THE TASK -> Exactly repeat the line that contains "# draw the outline of every instance of the sunset", then every line after it up to and including the final line.

SUPPLIED MATERIAL ->
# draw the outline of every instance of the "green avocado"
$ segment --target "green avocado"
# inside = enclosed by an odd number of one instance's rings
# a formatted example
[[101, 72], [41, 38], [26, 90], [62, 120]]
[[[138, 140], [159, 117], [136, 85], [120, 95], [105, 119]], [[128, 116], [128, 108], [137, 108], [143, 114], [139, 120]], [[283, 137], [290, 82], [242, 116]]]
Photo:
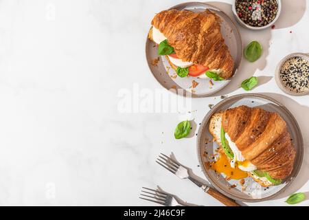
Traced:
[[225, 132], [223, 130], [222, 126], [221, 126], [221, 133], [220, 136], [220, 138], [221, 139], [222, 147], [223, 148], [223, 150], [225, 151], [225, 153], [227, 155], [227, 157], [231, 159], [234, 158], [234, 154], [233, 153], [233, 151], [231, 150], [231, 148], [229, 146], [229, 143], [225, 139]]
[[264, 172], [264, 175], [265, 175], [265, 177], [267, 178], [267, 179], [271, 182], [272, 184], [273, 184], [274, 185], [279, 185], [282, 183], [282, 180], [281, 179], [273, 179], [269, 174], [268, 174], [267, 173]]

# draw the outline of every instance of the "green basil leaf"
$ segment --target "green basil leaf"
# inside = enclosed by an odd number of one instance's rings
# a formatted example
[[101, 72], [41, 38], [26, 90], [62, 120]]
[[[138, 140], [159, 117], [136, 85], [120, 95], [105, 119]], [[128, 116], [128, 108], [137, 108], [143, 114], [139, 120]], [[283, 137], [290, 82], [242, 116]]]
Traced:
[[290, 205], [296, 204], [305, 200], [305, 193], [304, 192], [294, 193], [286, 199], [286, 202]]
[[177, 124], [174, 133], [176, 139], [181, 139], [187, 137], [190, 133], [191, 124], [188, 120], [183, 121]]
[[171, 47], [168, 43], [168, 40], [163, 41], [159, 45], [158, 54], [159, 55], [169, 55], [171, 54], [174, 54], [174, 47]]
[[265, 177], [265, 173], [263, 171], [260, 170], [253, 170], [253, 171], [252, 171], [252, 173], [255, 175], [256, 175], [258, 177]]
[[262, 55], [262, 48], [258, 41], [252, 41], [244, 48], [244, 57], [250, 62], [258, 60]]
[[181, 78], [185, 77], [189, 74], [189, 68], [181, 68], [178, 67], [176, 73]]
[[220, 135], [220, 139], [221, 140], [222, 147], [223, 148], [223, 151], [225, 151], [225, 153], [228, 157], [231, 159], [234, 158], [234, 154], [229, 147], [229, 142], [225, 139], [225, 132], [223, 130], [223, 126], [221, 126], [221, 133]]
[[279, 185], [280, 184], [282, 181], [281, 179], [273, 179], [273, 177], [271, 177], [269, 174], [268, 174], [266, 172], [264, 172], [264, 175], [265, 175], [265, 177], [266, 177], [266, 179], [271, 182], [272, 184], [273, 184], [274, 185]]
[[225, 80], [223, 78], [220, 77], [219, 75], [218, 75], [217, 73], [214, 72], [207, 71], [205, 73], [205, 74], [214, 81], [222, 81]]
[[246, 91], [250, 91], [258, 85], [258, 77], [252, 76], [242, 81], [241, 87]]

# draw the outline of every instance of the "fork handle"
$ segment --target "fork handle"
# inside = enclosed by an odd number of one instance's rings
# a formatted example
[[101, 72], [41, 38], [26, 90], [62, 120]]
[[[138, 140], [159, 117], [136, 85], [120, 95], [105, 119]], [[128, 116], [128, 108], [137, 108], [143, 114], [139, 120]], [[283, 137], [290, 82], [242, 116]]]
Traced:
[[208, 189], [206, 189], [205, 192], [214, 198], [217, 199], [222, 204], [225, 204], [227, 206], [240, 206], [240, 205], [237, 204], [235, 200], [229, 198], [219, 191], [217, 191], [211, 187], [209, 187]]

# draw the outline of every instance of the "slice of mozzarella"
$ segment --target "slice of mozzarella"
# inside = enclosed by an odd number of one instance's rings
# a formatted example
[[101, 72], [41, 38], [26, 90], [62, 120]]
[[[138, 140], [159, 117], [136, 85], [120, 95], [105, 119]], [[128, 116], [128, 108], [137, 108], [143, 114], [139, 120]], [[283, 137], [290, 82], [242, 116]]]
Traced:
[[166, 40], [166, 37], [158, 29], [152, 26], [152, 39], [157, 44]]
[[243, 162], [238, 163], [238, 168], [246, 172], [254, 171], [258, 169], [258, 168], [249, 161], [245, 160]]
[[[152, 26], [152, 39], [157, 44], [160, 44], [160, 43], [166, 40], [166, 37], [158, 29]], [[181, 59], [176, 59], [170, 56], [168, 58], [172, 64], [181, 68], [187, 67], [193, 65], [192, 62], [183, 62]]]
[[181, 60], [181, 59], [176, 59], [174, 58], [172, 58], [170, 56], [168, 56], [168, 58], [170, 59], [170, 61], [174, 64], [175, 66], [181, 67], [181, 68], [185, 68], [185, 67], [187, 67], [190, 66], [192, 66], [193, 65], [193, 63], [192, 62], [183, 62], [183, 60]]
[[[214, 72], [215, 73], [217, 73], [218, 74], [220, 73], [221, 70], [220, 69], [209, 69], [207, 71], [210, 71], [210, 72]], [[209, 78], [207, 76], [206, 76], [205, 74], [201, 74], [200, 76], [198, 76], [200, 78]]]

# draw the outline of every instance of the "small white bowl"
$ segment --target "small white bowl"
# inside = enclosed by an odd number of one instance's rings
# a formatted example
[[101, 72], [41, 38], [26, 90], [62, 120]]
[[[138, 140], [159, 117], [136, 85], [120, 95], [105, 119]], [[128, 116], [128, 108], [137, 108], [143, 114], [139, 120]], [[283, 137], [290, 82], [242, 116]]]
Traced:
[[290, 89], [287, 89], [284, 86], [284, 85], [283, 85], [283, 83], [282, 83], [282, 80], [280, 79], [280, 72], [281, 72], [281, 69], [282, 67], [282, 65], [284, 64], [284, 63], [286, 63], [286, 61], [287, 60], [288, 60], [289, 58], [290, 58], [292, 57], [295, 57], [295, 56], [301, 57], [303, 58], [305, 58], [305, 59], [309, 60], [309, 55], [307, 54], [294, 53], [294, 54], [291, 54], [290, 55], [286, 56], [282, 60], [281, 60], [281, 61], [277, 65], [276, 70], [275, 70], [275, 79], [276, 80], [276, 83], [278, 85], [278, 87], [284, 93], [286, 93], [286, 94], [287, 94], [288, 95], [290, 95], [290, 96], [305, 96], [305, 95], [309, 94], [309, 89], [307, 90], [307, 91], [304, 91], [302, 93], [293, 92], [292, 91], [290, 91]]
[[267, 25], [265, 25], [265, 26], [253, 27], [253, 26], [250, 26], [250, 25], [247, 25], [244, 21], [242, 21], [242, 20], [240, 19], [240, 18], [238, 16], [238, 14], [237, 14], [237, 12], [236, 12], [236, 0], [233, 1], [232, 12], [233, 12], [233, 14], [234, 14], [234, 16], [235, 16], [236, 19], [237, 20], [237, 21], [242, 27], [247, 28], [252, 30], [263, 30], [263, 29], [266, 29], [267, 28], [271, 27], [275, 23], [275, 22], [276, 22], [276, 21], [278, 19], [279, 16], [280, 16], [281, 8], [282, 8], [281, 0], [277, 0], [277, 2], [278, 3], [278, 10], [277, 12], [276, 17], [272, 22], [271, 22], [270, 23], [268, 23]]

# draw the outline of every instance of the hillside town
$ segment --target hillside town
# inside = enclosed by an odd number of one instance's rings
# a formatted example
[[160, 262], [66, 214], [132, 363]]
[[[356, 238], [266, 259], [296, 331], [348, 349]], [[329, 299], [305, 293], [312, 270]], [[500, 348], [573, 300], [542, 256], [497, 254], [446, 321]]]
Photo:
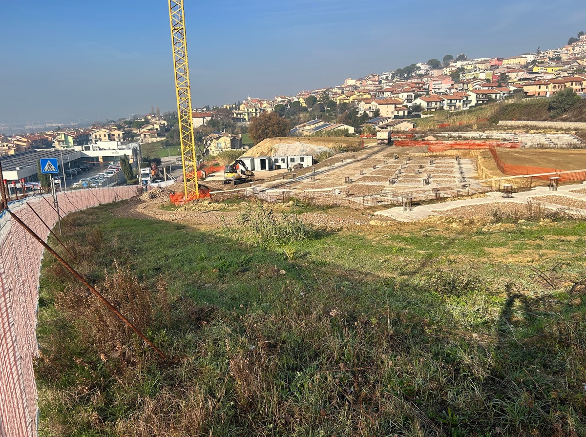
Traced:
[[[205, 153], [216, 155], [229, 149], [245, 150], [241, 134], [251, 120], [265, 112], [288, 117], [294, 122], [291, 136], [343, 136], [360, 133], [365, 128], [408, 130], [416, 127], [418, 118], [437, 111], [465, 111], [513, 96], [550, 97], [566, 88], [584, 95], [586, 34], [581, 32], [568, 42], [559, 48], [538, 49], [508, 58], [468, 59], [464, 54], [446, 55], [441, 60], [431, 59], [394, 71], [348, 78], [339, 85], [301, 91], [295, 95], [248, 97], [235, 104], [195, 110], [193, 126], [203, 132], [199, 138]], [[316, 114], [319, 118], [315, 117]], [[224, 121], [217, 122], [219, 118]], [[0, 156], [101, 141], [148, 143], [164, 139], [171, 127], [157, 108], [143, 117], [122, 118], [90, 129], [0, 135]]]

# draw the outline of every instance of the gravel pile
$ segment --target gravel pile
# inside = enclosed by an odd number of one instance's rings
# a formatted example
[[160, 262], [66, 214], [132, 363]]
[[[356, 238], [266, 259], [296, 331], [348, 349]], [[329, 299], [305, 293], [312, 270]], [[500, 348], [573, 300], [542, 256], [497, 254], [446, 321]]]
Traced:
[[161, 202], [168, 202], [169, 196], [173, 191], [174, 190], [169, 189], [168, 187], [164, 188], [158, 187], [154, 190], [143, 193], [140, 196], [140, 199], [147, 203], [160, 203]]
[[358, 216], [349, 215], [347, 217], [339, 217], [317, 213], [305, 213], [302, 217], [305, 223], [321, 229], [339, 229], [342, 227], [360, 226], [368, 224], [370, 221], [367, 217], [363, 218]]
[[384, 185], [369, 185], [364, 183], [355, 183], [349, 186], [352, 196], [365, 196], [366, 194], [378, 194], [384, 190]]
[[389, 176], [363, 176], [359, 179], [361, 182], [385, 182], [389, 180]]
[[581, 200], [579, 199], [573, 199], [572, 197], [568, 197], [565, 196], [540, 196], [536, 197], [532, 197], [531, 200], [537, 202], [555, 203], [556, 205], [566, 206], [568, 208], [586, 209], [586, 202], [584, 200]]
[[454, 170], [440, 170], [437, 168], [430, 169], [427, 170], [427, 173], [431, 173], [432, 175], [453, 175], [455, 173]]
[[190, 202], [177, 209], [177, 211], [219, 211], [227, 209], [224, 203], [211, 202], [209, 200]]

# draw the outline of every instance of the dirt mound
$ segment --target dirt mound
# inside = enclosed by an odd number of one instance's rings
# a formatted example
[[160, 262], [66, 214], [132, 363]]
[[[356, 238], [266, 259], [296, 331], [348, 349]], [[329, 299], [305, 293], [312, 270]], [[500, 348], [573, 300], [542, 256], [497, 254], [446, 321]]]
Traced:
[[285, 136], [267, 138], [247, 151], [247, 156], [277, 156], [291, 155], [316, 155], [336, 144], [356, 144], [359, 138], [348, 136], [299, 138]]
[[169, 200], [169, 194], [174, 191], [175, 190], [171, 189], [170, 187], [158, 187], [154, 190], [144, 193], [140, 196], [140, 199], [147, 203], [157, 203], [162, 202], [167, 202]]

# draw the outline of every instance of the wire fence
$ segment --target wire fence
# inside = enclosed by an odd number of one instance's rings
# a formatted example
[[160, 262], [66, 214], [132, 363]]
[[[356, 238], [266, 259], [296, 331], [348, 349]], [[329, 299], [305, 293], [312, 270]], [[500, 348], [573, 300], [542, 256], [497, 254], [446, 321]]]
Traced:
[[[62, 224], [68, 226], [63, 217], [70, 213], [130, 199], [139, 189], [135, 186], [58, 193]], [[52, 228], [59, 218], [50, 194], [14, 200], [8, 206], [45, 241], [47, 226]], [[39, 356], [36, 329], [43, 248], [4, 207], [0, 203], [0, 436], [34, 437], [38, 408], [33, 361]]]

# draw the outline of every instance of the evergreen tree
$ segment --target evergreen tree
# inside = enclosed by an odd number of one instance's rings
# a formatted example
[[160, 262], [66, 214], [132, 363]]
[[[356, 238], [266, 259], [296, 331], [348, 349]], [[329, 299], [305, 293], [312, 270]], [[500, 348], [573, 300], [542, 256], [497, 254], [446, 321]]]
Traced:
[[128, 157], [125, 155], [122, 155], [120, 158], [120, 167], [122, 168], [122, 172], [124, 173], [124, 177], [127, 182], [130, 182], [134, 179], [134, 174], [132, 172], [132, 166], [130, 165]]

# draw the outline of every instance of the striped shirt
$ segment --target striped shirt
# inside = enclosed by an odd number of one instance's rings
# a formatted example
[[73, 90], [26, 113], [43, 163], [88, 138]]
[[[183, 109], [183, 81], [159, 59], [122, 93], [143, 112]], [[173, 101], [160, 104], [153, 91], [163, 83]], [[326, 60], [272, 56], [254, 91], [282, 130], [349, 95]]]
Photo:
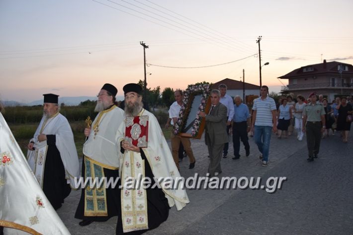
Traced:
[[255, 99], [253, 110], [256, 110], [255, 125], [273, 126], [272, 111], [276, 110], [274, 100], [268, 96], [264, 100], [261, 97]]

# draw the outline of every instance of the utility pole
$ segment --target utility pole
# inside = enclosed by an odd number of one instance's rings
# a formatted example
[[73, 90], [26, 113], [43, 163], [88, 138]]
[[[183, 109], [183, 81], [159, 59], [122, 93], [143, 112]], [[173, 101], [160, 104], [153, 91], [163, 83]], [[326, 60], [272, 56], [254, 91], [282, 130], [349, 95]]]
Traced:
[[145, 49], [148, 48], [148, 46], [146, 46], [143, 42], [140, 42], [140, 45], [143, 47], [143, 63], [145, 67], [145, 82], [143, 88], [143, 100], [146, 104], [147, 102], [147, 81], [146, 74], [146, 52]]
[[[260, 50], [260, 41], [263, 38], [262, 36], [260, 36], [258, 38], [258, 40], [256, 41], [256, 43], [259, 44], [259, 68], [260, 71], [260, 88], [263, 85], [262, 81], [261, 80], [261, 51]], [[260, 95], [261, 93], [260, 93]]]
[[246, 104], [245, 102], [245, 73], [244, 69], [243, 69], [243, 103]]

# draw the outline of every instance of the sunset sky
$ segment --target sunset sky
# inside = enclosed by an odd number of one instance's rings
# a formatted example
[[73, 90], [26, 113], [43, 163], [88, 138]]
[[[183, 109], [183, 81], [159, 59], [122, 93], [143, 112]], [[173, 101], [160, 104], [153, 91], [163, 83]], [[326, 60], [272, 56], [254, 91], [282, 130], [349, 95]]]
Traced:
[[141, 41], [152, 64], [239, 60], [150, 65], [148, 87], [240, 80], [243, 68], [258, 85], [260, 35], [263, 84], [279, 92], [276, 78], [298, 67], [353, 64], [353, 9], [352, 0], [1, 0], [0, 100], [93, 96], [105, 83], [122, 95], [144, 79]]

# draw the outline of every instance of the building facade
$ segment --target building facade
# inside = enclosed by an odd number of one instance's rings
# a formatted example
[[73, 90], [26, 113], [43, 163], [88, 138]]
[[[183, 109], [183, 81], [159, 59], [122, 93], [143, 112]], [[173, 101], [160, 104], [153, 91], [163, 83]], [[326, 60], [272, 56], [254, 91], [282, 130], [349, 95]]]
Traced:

EXPECTED ANSWER ->
# draw the outline of every instance of the sunset sky
$ segment --target sunset sky
# inside = enclosed by an odd number of one instance's rings
# a formatted example
[[73, 90], [26, 113], [43, 163], [88, 138]]
[[[183, 109], [183, 81], [159, 59], [122, 93], [143, 112]], [[173, 101], [160, 104], [153, 91], [163, 83]], [[326, 60], [272, 56], [254, 91], [282, 130], [349, 95]]]
Traced:
[[141, 41], [152, 64], [239, 60], [150, 65], [148, 87], [240, 80], [243, 68], [258, 85], [260, 35], [263, 84], [279, 92], [276, 78], [298, 67], [353, 64], [353, 9], [352, 0], [1, 0], [0, 100], [93, 96], [105, 83], [122, 95], [144, 79]]

# draw the outline of every instance of the building facade
$ segment --target building facade
# inside = enclosed by an odd number of one instance's rings
# a formatted example
[[73, 90], [26, 113], [43, 163], [88, 138]]
[[[183, 109], [183, 81], [159, 59], [122, 93], [143, 112]], [[173, 101], [160, 104], [153, 91], [163, 83]], [[326, 60], [272, 56], [254, 91], [282, 130], [349, 95]]]
Traced:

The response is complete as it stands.